Page text:
------------------------

Besides being the perfect bait-and-switch for unsuspecting relatives during the festive season, Christmas Holiday is also really kinda gorgeous to look at. Robert Siodmak, the German director behind noir classics like The Killers and Criss Cross, utilizes smoke and shadows with a precision that borders on the occult. His New Orleans night scene is exactly as sultry and glistens as slickly as you think it should; and while the lighting here isn’t as angular or extreme as in some examples of the genre, it goes a long way to alleviate any doubts you may have about Durbin’s ability to play a lady of darkness.

In fact, Durbin is one of the best things about Christmas Holiday, which is odd, considering how Siodmak’s smoke and slow, slinking camera obscures her character’s motivations (until the very end). Built, like great noirs often are, around a delayed flashback structure, Durbin’s recollections seem a little more fevered and muddled than most. However, it gives the film a melodramatic, impressionistic quality that’s kind of fascinating and weird, in a good way.

------------------------

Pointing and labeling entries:
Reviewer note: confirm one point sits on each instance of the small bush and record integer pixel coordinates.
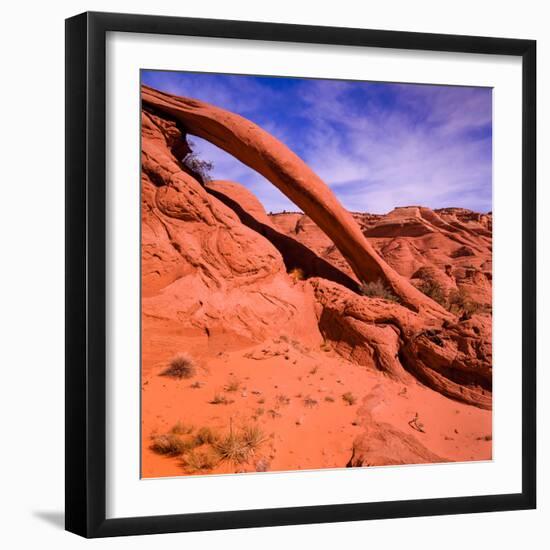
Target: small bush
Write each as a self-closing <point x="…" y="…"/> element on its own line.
<point x="233" y="385"/>
<point x="220" y="399"/>
<point x="199" y="168"/>
<point x="282" y="399"/>
<point x="239" y="447"/>
<point x="349" y="398"/>
<point x="310" y="402"/>
<point x="252" y="436"/>
<point x="206" y="436"/>
<point x="181" y="366"/>
<point x="180" y="428"/>
<point x="169" y="445"/>
<point x="197" y="461"/>
<point x="433" y="290"/>
<point x="297" y="274"/>
<point x="377" y="289"/>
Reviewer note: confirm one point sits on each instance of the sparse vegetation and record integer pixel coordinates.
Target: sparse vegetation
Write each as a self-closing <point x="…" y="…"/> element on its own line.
<point x="310" y="402"/>
<point x="297" y="274"/>
<point x="199" y="168"/>
<point x="169" y="445"/>
<point x="181" y="366"/>
<point x="415" y="424"/>
<point x="433" y="290"/>
<point x="180" y="428"/>
<point x="197" y="461"/>
<point x="206" y="436"/>
<point x="220" y="399"/>
<point x="252" y="436"/>
<point x="282" y="399"/>
<point x="233" y="385"/>
<point x="377" y="289"/>
<point x="349" y="398"/>
<point x="239" y="447"/>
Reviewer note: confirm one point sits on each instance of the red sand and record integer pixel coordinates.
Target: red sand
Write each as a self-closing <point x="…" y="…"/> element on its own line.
<point x="269" y="302"/>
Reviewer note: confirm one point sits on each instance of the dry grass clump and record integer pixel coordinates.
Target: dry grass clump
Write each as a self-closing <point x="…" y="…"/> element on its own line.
<point x="310" y="402"/>
<point x="206" y="436"/>
<point x="170" y="445"/>
<point x="349" y="398"/>
<point x="433" y="290"/>
<point x="182" y="365"/>
<point x="233" y="385"/>
<point x="282" y="399"/>
<point x="297" y="274"/>
<point x="220" y="399"/>
<point x="181" y="428"/>
<point x="377" y="289"/>
<point x="199" y="461"/>
<point x="238" y="447"/>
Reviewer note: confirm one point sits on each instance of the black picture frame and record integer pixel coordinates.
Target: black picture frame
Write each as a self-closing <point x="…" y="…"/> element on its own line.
<point x="86" y="270"/>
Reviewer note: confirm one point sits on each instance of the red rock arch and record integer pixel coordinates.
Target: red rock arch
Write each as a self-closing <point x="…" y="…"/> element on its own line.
<point x="291" y="175"/>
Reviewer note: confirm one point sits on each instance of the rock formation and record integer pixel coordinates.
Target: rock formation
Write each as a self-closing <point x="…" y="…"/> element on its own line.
<point x="261" y="151"/>
<point x="276" y="301"/>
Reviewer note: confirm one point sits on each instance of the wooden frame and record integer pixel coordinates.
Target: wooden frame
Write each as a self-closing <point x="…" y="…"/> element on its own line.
<point x="86" y="263"/>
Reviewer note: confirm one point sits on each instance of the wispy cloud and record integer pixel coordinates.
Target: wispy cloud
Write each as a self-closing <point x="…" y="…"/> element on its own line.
<point x="376" y="145"/>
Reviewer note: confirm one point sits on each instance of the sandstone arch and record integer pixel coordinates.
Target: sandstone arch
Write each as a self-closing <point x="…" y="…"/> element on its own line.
<point x="277" y="163"/>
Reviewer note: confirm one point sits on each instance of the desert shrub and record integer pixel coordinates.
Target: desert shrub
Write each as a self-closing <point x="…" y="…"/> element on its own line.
<point x="461" y="303"/>
<point x="252" y="436"/>
<point x="297" y="274"/>
<point x="282" y="399"/>
<point x="433" y="290"/>
<point x="181" y="366"/>
<point x="377" y="289"/>
<point x="169" y="444"/>
<point x="238" y="447"/>
<point x="200" y="460"/>
<point x="310" y="402"/>
<point x="233" y="385"/>
<point x="232" y="449"/>
<point x="180" y="428"/>
<point x="349" y="398"/>
<point x="201" y="169"/>
<point x="220" y="399"/>
<point x="206" y="436"/>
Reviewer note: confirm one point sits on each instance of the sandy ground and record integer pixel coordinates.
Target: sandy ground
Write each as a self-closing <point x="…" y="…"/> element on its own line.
<point x="294" y="395"/>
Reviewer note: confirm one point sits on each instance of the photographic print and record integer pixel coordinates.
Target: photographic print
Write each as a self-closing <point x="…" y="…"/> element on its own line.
<point x="316" y="274"/>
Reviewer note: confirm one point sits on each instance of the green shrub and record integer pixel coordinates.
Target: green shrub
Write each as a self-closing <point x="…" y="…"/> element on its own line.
<point x="377" y="289"/>
<point x="349" y="398"/>
<point x="434" y="290"/>
<point x="181" y="366"/>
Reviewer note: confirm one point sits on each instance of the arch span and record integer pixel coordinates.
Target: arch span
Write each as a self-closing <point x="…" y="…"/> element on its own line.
<point x="264" y="153"/>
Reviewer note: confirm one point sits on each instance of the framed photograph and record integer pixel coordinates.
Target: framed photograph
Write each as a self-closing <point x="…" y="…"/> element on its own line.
<point x="300" y="274"/>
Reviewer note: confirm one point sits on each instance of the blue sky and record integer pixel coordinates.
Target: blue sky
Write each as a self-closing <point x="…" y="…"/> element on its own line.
<point x="377" y="145"/>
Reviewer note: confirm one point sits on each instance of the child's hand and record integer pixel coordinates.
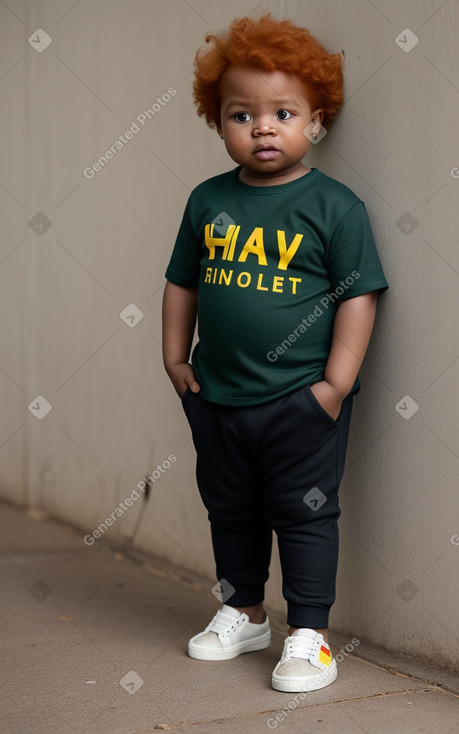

------------------------

Directives:
1. In the Christmas Holiday review, which two noir classics is Robert Siodmak named as the director of?
2. Copy the passage of the Christmas Holiday review starting at "In fact, Durbin" and ending at "a good way.".

Responses to the exercise:
1. The Killers and Criss Cross.

2.
In fact, Durbin is one of the best things about Christmas Holiday, which is odd, considering how Siodmak’s smoke and slow, slinking camera obscures her character’s motivations (until the very end). Built, like great noirs often are, around a delayed flashback structure, Durbin’s recollections seem a little more fevered and muddled than most. However, it gives the film a melodramatic, impressionistic quality that’s kind of fascinating and weird, in a good way.